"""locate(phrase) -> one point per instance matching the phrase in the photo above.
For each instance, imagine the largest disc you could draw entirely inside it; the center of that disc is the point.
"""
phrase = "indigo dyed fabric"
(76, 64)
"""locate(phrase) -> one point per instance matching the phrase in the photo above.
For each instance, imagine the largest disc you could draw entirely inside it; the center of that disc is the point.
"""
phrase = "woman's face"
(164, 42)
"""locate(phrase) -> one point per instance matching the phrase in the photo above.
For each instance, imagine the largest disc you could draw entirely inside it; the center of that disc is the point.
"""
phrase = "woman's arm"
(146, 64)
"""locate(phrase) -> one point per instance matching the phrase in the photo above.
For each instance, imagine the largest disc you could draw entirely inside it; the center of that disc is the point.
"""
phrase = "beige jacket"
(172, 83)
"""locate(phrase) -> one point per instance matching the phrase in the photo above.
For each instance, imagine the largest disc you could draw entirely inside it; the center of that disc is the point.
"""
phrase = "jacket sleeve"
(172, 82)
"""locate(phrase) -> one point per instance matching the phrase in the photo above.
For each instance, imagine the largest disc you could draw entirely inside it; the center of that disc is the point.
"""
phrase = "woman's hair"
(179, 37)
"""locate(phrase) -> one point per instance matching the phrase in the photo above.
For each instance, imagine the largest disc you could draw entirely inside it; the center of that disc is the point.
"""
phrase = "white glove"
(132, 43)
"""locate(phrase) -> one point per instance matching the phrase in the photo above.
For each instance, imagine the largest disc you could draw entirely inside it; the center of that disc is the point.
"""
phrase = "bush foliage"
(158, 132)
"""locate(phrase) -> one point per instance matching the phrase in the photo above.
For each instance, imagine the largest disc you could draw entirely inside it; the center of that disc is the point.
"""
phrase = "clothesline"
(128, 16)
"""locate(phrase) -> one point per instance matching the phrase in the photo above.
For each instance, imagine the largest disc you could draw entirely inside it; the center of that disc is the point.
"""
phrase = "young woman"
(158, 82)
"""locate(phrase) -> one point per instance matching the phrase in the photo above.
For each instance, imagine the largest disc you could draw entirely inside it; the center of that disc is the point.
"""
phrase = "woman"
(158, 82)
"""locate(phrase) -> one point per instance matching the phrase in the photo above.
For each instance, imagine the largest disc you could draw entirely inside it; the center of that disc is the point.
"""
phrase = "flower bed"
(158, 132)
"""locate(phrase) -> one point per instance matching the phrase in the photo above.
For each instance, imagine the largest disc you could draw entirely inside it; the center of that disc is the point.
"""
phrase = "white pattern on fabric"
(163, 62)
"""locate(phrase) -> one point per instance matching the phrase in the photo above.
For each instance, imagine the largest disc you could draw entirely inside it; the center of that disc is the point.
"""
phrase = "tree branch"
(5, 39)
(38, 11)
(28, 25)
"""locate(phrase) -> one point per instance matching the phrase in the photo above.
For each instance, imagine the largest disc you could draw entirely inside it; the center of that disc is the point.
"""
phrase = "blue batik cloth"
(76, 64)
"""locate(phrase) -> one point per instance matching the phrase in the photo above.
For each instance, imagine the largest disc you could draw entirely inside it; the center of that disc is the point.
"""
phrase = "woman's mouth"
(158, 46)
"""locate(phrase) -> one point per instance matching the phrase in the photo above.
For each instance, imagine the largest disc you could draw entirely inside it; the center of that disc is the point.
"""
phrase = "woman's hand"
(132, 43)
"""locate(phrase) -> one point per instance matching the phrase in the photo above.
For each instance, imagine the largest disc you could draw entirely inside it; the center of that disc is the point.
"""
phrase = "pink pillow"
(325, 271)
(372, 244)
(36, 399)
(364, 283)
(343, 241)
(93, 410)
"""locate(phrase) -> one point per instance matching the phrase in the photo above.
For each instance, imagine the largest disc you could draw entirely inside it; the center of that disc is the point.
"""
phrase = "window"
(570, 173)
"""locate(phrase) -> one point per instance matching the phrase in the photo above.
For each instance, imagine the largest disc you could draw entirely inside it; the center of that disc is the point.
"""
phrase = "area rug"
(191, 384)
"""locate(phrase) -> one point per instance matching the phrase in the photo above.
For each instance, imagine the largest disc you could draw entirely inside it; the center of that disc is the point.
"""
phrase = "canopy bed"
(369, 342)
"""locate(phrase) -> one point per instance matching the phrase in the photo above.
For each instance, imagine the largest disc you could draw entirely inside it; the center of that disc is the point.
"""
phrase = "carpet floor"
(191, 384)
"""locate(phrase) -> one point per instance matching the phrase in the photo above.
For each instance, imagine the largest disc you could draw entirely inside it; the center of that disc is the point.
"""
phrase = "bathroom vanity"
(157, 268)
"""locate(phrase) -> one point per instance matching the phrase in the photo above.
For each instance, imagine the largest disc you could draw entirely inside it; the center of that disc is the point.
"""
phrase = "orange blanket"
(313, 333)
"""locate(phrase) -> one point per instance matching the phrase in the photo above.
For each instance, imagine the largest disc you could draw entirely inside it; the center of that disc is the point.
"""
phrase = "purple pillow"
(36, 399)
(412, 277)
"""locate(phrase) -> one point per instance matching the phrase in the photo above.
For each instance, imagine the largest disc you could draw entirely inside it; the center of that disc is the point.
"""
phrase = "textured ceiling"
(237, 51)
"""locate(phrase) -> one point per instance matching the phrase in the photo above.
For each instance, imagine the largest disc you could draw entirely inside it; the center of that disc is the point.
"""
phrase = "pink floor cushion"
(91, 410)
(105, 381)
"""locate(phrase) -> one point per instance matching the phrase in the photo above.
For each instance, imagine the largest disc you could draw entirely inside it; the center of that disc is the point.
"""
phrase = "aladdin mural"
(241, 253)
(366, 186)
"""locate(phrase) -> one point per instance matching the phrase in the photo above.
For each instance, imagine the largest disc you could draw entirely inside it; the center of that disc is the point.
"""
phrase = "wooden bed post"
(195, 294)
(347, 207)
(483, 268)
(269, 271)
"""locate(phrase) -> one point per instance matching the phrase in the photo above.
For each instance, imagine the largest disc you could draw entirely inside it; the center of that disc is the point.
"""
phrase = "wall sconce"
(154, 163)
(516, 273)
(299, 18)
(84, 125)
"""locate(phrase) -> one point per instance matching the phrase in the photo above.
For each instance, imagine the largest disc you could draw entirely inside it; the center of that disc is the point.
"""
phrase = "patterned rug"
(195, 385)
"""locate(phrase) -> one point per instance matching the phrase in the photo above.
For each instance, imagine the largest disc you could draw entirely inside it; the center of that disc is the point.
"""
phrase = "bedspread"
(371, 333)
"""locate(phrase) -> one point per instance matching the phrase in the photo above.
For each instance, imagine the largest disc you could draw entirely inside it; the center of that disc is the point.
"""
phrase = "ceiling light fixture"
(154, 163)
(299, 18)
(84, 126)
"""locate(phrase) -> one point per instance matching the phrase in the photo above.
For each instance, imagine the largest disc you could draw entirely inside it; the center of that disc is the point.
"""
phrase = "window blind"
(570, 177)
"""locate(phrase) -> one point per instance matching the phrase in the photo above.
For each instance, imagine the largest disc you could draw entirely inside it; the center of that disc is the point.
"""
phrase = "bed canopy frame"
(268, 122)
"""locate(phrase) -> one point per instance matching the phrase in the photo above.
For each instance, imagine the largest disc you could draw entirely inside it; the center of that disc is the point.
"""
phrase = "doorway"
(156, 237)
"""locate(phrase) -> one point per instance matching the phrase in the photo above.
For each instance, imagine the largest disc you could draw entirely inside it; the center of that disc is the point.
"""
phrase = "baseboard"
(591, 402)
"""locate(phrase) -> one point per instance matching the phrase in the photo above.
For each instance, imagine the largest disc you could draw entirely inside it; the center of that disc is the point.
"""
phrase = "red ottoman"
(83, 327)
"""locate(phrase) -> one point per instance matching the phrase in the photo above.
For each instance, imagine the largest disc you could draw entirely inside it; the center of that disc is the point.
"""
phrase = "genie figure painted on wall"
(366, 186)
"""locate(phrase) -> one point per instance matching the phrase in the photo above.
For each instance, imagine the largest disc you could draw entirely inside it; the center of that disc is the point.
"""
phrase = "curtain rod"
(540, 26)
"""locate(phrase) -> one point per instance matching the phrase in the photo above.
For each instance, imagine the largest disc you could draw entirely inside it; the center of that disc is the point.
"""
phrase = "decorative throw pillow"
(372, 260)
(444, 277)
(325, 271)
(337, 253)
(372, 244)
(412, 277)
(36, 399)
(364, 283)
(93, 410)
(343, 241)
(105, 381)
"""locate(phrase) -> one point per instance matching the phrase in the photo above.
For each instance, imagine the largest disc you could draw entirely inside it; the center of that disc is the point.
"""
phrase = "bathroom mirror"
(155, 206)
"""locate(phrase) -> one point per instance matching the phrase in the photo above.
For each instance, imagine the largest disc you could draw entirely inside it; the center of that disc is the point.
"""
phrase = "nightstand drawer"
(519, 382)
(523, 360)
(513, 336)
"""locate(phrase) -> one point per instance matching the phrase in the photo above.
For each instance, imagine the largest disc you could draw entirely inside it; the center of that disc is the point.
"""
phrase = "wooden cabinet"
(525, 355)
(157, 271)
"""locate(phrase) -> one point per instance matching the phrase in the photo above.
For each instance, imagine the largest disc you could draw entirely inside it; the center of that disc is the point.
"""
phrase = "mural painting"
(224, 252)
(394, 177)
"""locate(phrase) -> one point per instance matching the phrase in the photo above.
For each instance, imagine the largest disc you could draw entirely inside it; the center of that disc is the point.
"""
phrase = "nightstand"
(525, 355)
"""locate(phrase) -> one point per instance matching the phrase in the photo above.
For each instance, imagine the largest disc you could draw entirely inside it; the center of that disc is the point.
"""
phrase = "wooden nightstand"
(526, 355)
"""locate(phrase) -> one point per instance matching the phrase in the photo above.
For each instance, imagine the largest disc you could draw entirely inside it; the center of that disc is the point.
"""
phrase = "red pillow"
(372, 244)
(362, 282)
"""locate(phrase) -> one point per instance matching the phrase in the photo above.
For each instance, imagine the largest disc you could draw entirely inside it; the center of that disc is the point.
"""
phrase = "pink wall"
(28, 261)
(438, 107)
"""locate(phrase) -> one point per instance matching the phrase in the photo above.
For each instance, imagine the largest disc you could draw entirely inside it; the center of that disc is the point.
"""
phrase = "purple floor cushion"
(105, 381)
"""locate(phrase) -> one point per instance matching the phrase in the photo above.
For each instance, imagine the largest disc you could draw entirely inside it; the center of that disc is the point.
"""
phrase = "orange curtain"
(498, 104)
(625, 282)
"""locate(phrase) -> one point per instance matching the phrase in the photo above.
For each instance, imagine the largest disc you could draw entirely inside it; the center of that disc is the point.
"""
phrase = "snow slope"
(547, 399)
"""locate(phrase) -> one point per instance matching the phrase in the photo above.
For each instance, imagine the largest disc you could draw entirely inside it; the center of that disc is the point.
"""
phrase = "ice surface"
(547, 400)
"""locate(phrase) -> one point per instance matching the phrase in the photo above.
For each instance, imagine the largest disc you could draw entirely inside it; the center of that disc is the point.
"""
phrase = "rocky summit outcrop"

-*-

Please pull out each line above that contains the word "bathroom".

(The solution)
phrase = "bathroom vanity"
phrase = "bathroom mirror"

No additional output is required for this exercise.